■ **EXERCISE**
Quote the listing below verbatim, leaving out the pictures.

■ **RECORDS TO USE**
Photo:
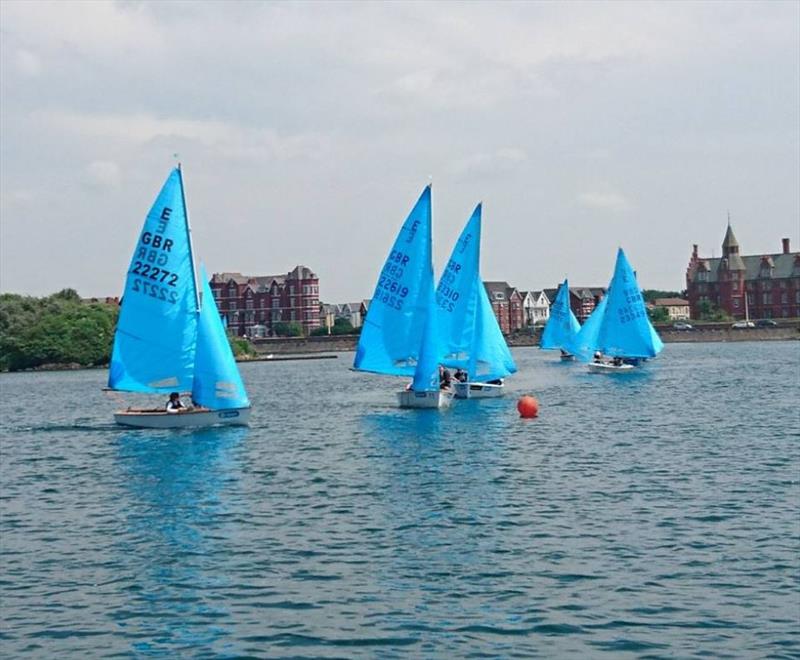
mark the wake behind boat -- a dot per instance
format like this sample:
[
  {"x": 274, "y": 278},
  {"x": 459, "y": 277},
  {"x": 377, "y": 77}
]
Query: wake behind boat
[
  {"x": 167, "y": 338},
  {"x": 399, "y": 336},
  {"x": 470, "y": 334}
]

■ **WRITTEN RESPONSE**
Photo:
mark the wake behind boat -- a dot per instance
format like this sample:
[
  {"x": 274, "y": 278},
  {"x": 459, "y": 277},
  {"x": 377, "y": 77}
]
Query: wake behind boat
[
  {"x": 167, "y": 338},
  {"x": 399, "y": 336},
  {"x": 470, "y": 334}
]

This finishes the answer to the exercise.